» Written request 1:
Please rewrite the New World appearance commentary starting at "My problem with" and ending at "It's about identity.", changing "identity" to "appearance".
» Written request 2:
Write what follows the final sentence of the New World appearance commentary.

» Selected extract:
EverQuest II does something very similar. FFXIV, WoW, they all do. Wherever I play I use these systems. I even pay for them if I need to. It's nice to get them gratis but it's a reasonable, acceptable way for games to pay the bills.

My problem with identity in New World isn't about monetization. It's not even about aesthetics, although some of the choices there are certainly questionable. It isn't even about the best looks always going to the cash shop, which certainly happens in GW2 and always has.

It's about my character not being allowed to dress themselves. It's about identity.

I've received plenty of good-looking pieces as drops, pieces I'd love to see my character wearing. I'd be willing to stump up for a few tokens to swap the looks around, if the price was fair. What's driving me crazy is having to destroy clothes that look so much better than what my character has on because the stats aren't right and there's no way to swap them over.

I already dislike the salvage system. I dislike all salvage systems which smack of disposability and waste and run counter to any sense of internal logic let alone realism but that's another bridge to burn on another day. 

My real outfit. As good as it's got so far.
It won't last.

I could put up with salvaging the endless torrent of tat if I could just keep the stuff I actually like. To begin to forge an identity. To give my character some agency over how they present. 

For the first week or so I was carefully storing anything I thought I might want to use but it finally dawned on me my character would never be able to wear any of it. It was just going to sit there, taking up space. So I salvaged it all.

That was miserable. It was even worse when I looked at my character and saw them looking like they'd been dressed by their near-blind grandmother in the dark. If I don't like what I see when I look at my character and I don't see any prospect of that changing, why would I stay?

I guess in the hope things change, for one. It is very early days. None of the games I've mentioned had extensive, flexible appearance systems at launch (although I'm pretty sure some of them had better ones than New World). It's the kind of quality of life change that gets added later so we can look forward to that, maybe.

There's also the chance that by the time my character gets to the cap they'll have found some things they can bear to be seen wearing in public. High end gear is supposed to look better, isn't it? And I do tend to wait until levelling's done before settling on a signature look for my characters, which they then keep pretty much indefinitely.

Image location labeling records:
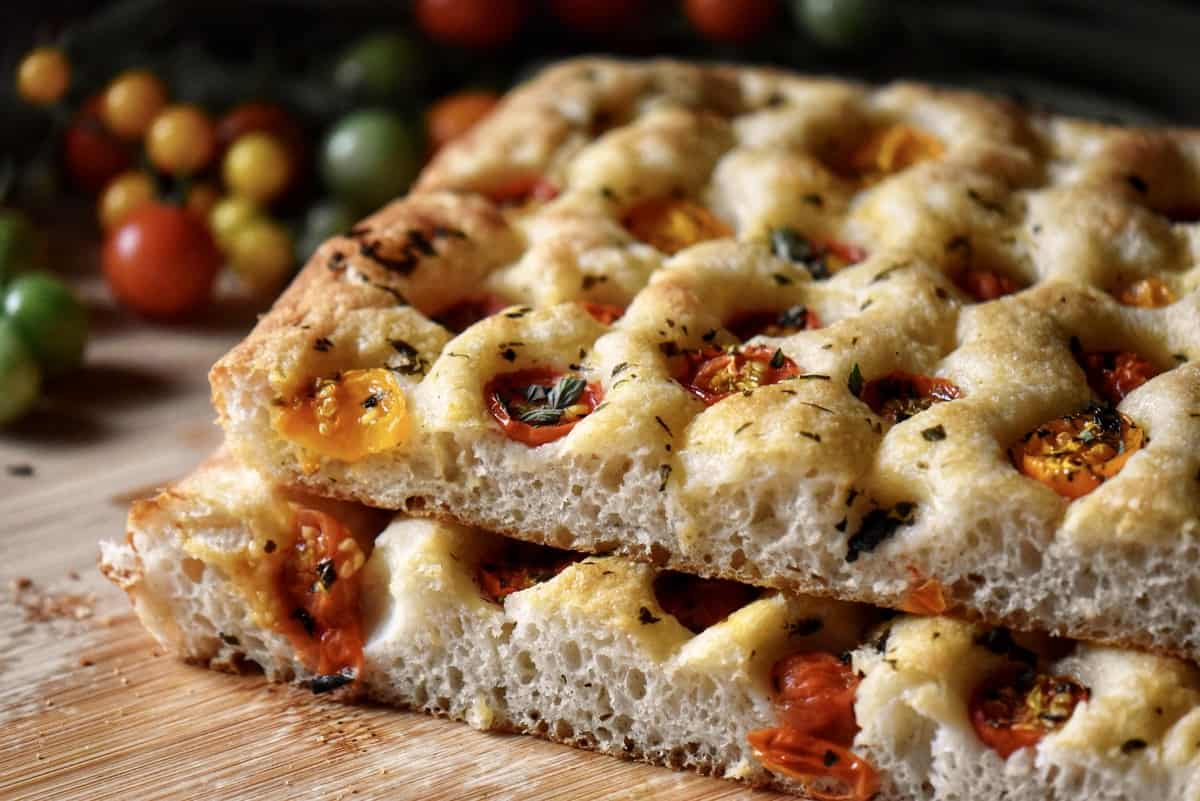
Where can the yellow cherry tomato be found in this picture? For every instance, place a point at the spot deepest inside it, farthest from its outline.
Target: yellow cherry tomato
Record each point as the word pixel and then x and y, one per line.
pixel 43 76
pixel 123 194
pixel 348 417
pixel 201 199
pixel 132 102
pixel 181 140
pixel 261 254
pixel 257 167
pixel 228 215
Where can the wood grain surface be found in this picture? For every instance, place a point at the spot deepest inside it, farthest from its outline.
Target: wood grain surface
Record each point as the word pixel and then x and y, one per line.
pixel 91 709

» Written reply 1:
My problem with appearance in New World isn't about monetization. It's not even about aesthetics, although some of the choices there are certainly questionable. It isn't even about the best looks always going to the cash shop, which certainly happens in GW2 and always has.

It's about my character not being allowed to dress themselves. It's about appearance.

» Written reply 2:
There is time, then. This might fix itself. If I get to the end of the leveling ladder (A big "if" in itself, given the old-school levelling speed.) and I still don't have a clear idea who my character is, that'll most likely signal not the end of New World forever but the end of my first run with the game.

The clock is ticking. 

Although, not to be melodramatic about it, I'd probably take a break at that point anyway. I'm being a bit of a drama queen, I know. Still, it is annoying and they could do better and they should. 

I hope they change it.


  1. One of the frustrating things about an MMO like New World is that the creators inevitably take a really conservative approach to game design. This approach makes sense because of the amount of money involved in standing up a modern MMO: following the best-trodden path whenever feasible is just sound risk management.

    That said, there are so many well-known cliches that get perpetuated in the process of copy-pasting MMO mechanics. One of my least favorite is the weird idea of "clothing-specific attribute buffs". I mean, maybe I get it for armor value? Although in a modern MMO the armor value of clothing seems to have little do with its function. And why strength buffs, or endurance buffs, or for pity's sake IQ buffs? Does this hat make me smarter?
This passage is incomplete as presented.